TEXT PASSAGE:
Speech by Minister for Defence Dr Ng Eng Hen at the Munich Security Conference and NATO Centre of Excellence for Operations In Confined and Shallow Waters Maritime Security Roundtable

Speech by Minister for Defence Dr Ng Eng Hen at the Munich Security Conference and NATO Centre of Excellence for Operations In Confined and Shallow Waters Maritime Security Roundtable

Let me thank Rear Admiral Bock and Dr Wang for your welcome address, and I want to congratulate your organisation, the CCG (Center for China and Globalisation), for co-hosting this organisation. I think it is a plus for a think-tank from China to engage in international affairs. So, congratulations and I hope you do more of it. Thank you Dr Hayton for framing the issue.

Let me just start by saying that the South China Sea (SCS) dispute over islands or maritime features and resources are not sui generis. I cite within ASEAN that we have had as well. So mea culpa, my country Singapore and Malaysia had a dispute over ownership of what is called Pedra Branca island. If you come to Singapore, you might see it, it is small, 24 nautical miles east of Singapore, and it has got two features called Middle Rocks and South Ledge. To settle this, both Singapore and Malaysia went to the International Court of Justice (ICJ) in 2003. And in a judgement worthy of Solomon, the Court ruled that Pedra Branca belonged to Singapore, Middle Rocks to Malaysia, and the South Ledge to the State in the territorial waters of which it is located. Similarly, Malaysia and Indonesia went to the ICJ over two islands in Borneo, they are called Ligitan and Sipadan. And for that, the ICJ ruled that both belonged to Malaysia.

Not all such disputes end amicably, if at all. For instance, in this part of the world, Gibraltar is still an outstanding issue between Spain and Britain. Only as recently as February last year, a Spanish warship, with its guns manned, ordered commercial ships anchored near Gibraltar to leave, and the British Royal Navy had in response deployed a vessel to the scene. In some cases, serious consequences can ensue, even war. And in our lifetime and memory, we remember the over 10-week undeclared war in 1982, where Britain and Argentina fought over the Falkland Islands and its dependencies.

What trajectory will the SCS dispute take? That is an important issue I think, as the Chairman, Mr Bill Hayton, has framed, because the SCS is not just like any basin of water or a local dispute between countries. The SCS is like the Mediterranean Sea, with many littoral states and vital sea lines of communication. Unfortunately, the SCS dispute has become even more complex, involving extra-regional countries and many other elements- geopolitics, nationalism, resource competition, history, economic pressures, alliances - and quite beyond the simple question of adherence to international rules and norms, or settlements of disputes by peaceful means. I think it is right for the international community to be involved in the SCS dispute because there are matters of principles, as Mr Hayton has said.

GIVEN DATA:
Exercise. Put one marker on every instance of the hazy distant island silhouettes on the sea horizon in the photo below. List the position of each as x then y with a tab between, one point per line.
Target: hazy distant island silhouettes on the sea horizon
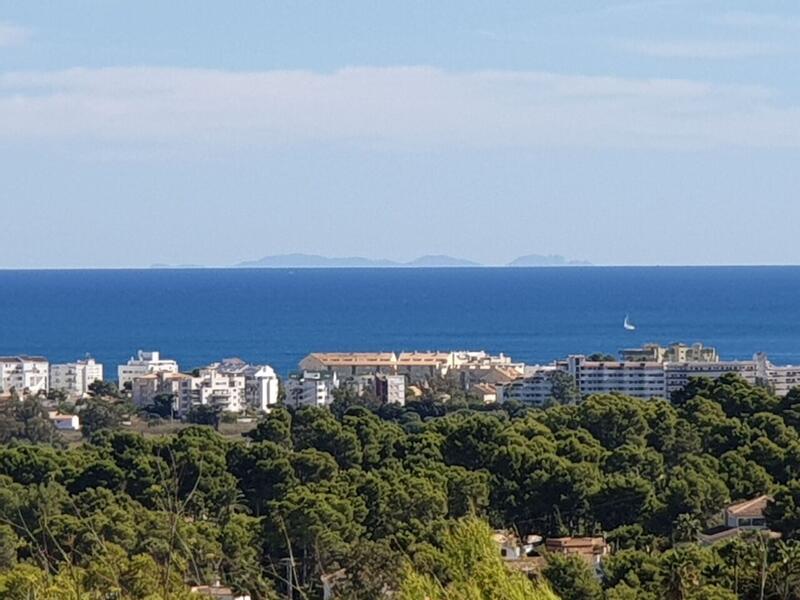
300	261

AIM OF THE TASK:
Please write out the part of the defence minister's speech that begins at the words "Let me thank" and stops after "framing the issue.", copying it word for word. The data has no connection to the defence minister's speech.

RESPONSE TO THE TASK:
Let me thank Rear Admiral Bock and Dr Wang for your welcome address, and I want to congratulate your organisation, the CCG (Center for China and Globalisation), for co-hosting this organisation. I think it is a plus for a think-tank from China to engage in international affairs. So, congratulations and I hope you do more of it. Thank you Dr Hayton for framing the issue.